[Dataset items]
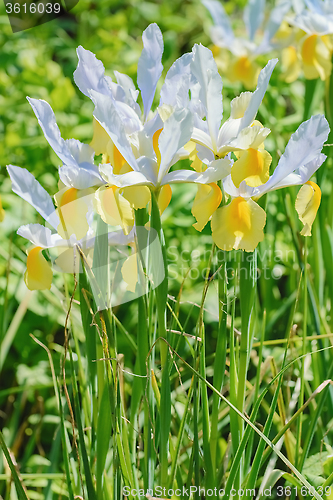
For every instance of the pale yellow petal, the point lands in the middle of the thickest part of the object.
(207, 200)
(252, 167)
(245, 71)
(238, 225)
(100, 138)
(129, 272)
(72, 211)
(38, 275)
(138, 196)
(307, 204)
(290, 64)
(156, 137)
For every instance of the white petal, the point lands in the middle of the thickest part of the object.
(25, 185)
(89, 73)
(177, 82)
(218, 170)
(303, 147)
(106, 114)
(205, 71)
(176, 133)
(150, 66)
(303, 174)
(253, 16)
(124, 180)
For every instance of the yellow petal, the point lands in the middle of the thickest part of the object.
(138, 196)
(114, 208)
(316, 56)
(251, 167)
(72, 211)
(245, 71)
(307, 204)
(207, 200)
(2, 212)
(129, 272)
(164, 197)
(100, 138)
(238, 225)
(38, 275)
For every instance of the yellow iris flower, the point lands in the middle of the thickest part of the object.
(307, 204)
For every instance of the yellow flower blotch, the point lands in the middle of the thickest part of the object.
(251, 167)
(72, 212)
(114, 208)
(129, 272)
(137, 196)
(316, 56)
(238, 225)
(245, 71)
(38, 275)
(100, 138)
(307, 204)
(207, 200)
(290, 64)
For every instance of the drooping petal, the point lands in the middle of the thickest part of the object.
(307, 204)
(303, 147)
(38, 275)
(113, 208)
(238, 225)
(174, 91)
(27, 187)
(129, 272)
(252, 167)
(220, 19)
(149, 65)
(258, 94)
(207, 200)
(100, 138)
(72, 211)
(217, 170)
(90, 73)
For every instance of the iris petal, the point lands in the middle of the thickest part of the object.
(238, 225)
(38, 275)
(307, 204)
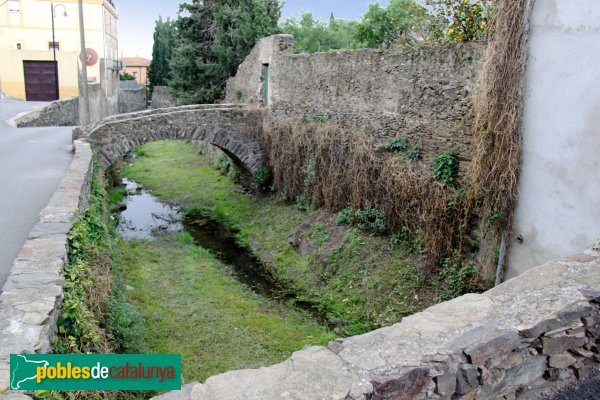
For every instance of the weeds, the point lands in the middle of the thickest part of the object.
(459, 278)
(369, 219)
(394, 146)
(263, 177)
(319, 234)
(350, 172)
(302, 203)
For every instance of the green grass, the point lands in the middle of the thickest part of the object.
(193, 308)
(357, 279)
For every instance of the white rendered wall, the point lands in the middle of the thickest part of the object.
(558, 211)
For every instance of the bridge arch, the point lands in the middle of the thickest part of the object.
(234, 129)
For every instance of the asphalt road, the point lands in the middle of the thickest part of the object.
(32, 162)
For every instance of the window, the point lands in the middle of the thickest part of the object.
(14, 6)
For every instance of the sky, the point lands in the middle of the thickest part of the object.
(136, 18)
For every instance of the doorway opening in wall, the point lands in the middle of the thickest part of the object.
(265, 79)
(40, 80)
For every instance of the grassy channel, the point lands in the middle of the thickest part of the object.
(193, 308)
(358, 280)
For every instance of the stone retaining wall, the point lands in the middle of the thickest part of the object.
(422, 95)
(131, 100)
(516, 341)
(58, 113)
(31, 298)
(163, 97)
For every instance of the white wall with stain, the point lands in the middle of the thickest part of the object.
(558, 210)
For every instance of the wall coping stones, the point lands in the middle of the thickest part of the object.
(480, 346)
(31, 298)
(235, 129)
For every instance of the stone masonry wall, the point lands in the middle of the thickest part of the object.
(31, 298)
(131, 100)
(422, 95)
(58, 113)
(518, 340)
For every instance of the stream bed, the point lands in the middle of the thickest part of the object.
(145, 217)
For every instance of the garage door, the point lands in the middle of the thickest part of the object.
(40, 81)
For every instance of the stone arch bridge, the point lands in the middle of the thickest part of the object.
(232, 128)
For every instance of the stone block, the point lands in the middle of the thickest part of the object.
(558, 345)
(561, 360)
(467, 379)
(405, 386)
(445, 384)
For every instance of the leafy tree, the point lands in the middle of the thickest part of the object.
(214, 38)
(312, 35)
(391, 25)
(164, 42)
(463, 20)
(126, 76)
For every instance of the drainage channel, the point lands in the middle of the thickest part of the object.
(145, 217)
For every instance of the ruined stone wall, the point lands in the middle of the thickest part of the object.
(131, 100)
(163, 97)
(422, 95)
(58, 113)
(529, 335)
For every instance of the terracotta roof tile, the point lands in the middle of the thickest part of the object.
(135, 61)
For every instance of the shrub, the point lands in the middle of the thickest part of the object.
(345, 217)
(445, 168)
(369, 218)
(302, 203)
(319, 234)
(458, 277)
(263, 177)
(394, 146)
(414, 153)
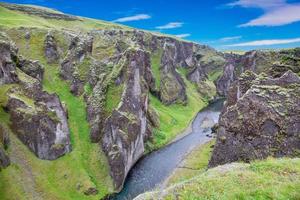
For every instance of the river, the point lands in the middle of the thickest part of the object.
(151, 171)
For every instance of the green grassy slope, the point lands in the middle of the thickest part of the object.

PROBLEM DETAILS: Extract every text line from the items above and reproduce each one word for word. Leave the pictures out.

ANSWER:
For every instance of the pale yellow petal, the point lands in the middle of the thickest part of the object.
(207, 200)
(252, 167)
(245, 71)
(238, 225)
(100, 138)
(129, 272)
(72, 211)
(38, 275)
(138, 196)
(307, 204)
(290, 64)
(156, 137)
For every instance of the white petal, the point lands in the middle of the thickest part of the object.
(25, 185)
(89, 73)
(177, 82)
(218, 170)
(303, 147)
(106, 114)
(205, 71)
(176, 133)
(150, 66)
(303, 174)
(253, 16)
(124, 180)
For every instance of the yellow petal, the point lands in the middle of the thickest part of the object.
(138, 196)
(114, 208)
(316, 56)
(251, 167)
(72, 211)
(245, 71)
(307, 204)
(207, 200)
(2, 212)
(129, 272)
(164, 197)
(100, 138)
(238, 225)
(38, 275)
For every instance of the yellow iris flower, the point lands in the middle of the thickest part of the object.
(307, 204)
For every instance of the yellow flower blotch, the point lands in the middle of the thickest part of the object.
(251, 167)
(72, 212)
(114, 208)
(129, 272)
(137, 196)
(316, 56)
(238, 225)
(245, 71)
(38, 275)
(100, 138)
(307, 204)
(207, 200)
(290, 64)
For every instance of the drooping petal, the point lands in the middle of the thickest part of the object.
(307, 204)
(303, 147)
(38, 275)
(113, 208)
(238, 225)
(174, 91)
(27, 187)
(129, 272)
(252, 167)
(220, 19)
(149, 65)
(258, 94)
(207, 200)
(100, 138)
(72, 211)
(217, 170)
(90, 73)
For every instance of the iris petal, the point lands in the middle of the thickest part of the object.
(238, 225)
(38, 275)
(307, 204)
For every instance of the weeds, the point lands in the middle of the thickest part of the object.
(459, 278)
(369, 219)
(394, 146)
(263, 177)
(319, 234)
(350, 172)
(302, 203)
For every instance of the green grass, the point lands in the middle of the thickest part of the object.
(193, 308)
(357, 279)
For every instance of the white rendered wall, the point lands in the middle of the thickest part of the object.
(558, 211)
For every instance of the bridge arch, the point lands in the middle of the thickest part of the object.
(234, 129)
For every instance of the asphalt road, the point lands in the middle of the thickest part of the object.
(32, 162)
For every instance of the window, the point lands in the middle of the thickest part of the object.
(14, 6)
For every instance of the sky, the point lands in the middle of the thickest part of the object.
(136, 18)
For every instance of the doorway opening in wall, the point lands in the middle of the thickest part of the object.
(265, 79)
(40, 80)
For every instance of the grassy channel, the point lands in the middle of the thickest part of the object.
(193, 308)
(358, 280)
For every instance of the stone retaining wall, the point lands in the middle of the thickest part of the object.
(422, 95)
(131, 100)
(516, 341)
(58, 113)
(31, 298)
(163, 97)
For every instance of the white wall with stain, the point lands in the middle of the thickest part of the object.
(558, 210)
For every instance of the wall coping stones, the point lands in the middle of the thickest part of the object.
(480, 346)
(31, 298)
(235, 129)
For every instance of the stone masonry wall, the point lands in the middle of the thickest part of the object.
(31, 298)
(131, 100)
(422, 95)
(58, 113)
(518, 340)
For every instance of the stream bed, the point lands in the middle of the thickest part of the object.
(145, 217)
For every instance of the garage door, the point lands in the middle of the thickest part of the object.
(40, 81)
For every instance of the stone arch bridge, the point lands in the middle of the thickest part of the object.
(232, 128)
For every instance of the stone block, the point lands in the middle of the thickest part of the object.
(558, 345)
(561, 360)
(467, 379)
(405, 386)
(445, 384)
For every instance of the leafy tree, the point lands in the middle of the thickest part of the object.
(214, 38)
(312, 35)
(391, 25)
(164, 42)
(463, 20)
(126, 76)
For every instance of the drainage channel, the point lands in the middle of the thickest part of the object.
(145, 217)
For every instance of the ruined stone wall, the point lands in the middle of the thickest part of the object.
(131, 100)
(163, 97)
(422, 95)
(58, 113)
(529, 335)
For every instance of the terracotta roof tile, the point lands in the middle of the thickest part of the object.
(135, 61)
For every instance of the shrub, the point lands in the middle of the thickest part of the object.
(345, 217)
(445, 168)
(369, 218)
(302, 203)
(319, 234)
(458, 277)
(263, 177)
(394, 146)
(414, 153)
For every instance of the river, the point lands in the middle of the thickest part of the object.
(151, 171)
For every instance of the green grassy slope, the point lands in the middle of the thickest part of the object.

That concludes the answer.